Explore the material:
1) In the passage on Facebook fundraising, rewrite the paragraph beginning "As with all free social media platforms" as a short bulleted list that keeps its main facts.
2) Answer these questions using the passage on Facebook fundraising. Give each answer on its own line, marked (a), (b) or (c) to match its question.
(a) Who issues receipts for donations made through Facebook's fundraising tools?
(b) How long can the process for receiving a receipt take?
(c) Where can the Instagram sticker feature be used at this stage?
3) Summarize the passage on Facebook fundraising in two sentences.

Redhead Digital Marketing_Facebook_Fundraising_prosandcons

No donor details
All donations made through Facebook’s fundraising tools get paid into the PayPal Giving Fund. Receipts for donations are issued by the PayPal Giving Fund, because they collect and distribute the donations.

The process for receiving a receipt can take up to 90 days.

Because the PayPal Giving Fund is a third-party intermediary, the charity doesn’t receive any contact details about the donor. This is a major issue as there is no way a charity can thank a donor for their generous donation. There is also no way of building and nurturing a relationship with the donor.

Costs involved
If your fundraiser is for a charity, Facebook will cover all of the processing fees, which means 100 per cent of the monies raised will go directly to the charity, which is pretty awesome.

Personal fundraisers are however subject to fees, which incorporate both payment processing and, in some cases, special taxes.

In Australia, the fees for personal fundraisers is 1.77 per cent plus $0-.33 per donation.

Instagram sticker feature
The Instagram sticker feature is only available to use in America at this stage. Facebook hasn’t released any information about when it plans to release this in Australia.

No notifications
There is no way of knowing when one of your amazing supporters has created a new fundraising page. You will need to monitor your page and fundraisers manually to see who’s doing what.

No customer service
As with all free social media platforms, there’s no customer service hotline, so if something does go wrong it’s going to be difficult to get it sorted out. As a charity in the UK discovered when a donor accidently donated GBP1,000 instead of GBP100. The donor was anxious to change the donation amount and contacted the charity directly. However, the charity had no way of contacting Facebook to make the change. The issue was eventually resolved, but it took a long time and it wasn’t easy to resolve as there was no customer service team available.

Today donors can get a refund by contacting Facebook directly, to find out more view the apply for a refund link here.

Peer-to-peer fundraising

The Facebook fundraising tools are however perfect for peer-to-peer fundraising in Australia. Donors can donate three main ways:

Create a birthday fundraiser
For example Gordon Ramsay ran a birthday fundraiser for Great Ormond Street Hospital for Children, raising over $33k.

Given data:
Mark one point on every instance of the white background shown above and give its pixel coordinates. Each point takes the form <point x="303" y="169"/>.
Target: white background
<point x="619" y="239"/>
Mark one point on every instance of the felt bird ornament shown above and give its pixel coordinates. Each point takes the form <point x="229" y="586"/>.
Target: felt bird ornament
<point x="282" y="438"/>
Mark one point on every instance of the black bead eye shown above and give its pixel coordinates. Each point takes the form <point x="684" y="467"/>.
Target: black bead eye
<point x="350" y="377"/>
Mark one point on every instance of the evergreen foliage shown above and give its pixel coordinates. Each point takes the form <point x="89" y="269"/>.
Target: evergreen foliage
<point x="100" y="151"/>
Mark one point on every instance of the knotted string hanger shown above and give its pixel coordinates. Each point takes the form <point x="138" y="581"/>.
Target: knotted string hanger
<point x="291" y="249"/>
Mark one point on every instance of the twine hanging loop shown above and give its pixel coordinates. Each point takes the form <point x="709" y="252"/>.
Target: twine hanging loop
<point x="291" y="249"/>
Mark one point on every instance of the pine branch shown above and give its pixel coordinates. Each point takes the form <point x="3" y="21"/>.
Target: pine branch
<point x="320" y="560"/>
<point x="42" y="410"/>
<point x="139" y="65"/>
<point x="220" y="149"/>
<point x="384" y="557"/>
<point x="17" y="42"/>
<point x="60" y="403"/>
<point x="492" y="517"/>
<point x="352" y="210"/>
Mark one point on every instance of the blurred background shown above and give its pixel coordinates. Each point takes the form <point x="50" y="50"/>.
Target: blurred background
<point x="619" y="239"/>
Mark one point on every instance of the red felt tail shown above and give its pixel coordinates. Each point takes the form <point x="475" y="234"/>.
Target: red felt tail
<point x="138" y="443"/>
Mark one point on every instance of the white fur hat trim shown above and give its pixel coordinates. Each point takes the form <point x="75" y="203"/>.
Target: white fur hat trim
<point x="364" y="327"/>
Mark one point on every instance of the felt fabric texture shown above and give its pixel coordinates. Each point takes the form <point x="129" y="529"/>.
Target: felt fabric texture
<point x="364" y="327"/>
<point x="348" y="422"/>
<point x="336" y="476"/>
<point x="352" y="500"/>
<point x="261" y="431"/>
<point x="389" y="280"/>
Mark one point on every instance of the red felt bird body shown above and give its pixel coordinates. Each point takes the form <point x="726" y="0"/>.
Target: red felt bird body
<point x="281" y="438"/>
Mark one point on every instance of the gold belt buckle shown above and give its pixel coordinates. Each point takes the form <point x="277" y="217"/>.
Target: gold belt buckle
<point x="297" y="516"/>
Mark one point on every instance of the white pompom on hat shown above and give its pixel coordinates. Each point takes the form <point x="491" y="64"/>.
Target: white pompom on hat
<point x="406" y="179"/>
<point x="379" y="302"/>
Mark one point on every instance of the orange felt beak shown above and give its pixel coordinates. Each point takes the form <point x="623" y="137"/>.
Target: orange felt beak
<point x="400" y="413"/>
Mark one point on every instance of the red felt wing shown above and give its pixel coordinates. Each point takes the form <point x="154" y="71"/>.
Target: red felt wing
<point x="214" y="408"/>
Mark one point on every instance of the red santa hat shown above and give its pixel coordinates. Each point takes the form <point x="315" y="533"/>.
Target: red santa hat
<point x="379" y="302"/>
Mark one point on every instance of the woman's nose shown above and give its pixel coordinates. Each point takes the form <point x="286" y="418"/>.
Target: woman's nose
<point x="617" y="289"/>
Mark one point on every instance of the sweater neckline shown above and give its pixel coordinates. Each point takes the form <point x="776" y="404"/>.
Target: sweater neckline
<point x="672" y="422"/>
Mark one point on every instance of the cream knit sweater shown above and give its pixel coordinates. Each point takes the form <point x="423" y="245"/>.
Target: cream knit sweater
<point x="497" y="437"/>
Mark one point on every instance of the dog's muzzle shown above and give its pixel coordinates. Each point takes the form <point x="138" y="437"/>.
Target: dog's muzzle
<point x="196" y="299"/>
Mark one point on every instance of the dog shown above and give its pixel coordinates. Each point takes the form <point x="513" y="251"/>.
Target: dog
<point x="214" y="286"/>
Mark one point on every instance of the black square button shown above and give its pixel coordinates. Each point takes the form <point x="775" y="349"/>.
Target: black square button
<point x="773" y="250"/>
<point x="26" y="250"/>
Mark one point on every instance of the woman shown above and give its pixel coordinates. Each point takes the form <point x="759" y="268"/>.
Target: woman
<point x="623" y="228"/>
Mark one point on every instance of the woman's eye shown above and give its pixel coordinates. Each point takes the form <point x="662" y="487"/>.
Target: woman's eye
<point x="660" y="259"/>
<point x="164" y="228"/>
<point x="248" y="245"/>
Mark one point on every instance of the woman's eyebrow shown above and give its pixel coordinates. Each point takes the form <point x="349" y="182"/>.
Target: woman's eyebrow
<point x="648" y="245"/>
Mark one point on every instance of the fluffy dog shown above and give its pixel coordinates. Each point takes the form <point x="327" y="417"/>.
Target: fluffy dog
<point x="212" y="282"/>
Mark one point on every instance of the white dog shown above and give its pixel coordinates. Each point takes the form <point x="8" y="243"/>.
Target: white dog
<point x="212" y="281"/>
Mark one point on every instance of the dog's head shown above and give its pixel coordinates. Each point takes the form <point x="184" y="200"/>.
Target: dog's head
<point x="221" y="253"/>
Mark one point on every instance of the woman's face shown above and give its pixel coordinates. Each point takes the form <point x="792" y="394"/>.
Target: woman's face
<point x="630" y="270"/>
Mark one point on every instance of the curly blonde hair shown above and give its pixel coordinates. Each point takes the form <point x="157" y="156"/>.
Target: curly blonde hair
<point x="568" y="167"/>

Written answers:
1)
- Free social media platforms have no customer service hotline, so problems are hard to sort out.
- A donor to a UK charity accidentally gave GBP1,000 instead of GBP100.
- The donor contacted the charity to change the amount, but the charity had no way to contact Facebook.
- The issue was eventually resolved, but it took a long time and wasn't easy because no customer service team was available.

2)
(a) The PayPal Giving Fund
(b) Up to 90 days
(c) Only in America

3) Donations through Facebook's fundraising tools go to the PayPal Giving Fund, which issues receipts and leaves charities without donor contact details, and Facebook covers processing fees for charity fundraisers while personal fundraisers are charged fees. The tools also lack notifications for new fundraising pages and a customer service hotline, but they are described as perfect for peer-to-peer fundraising in Australia.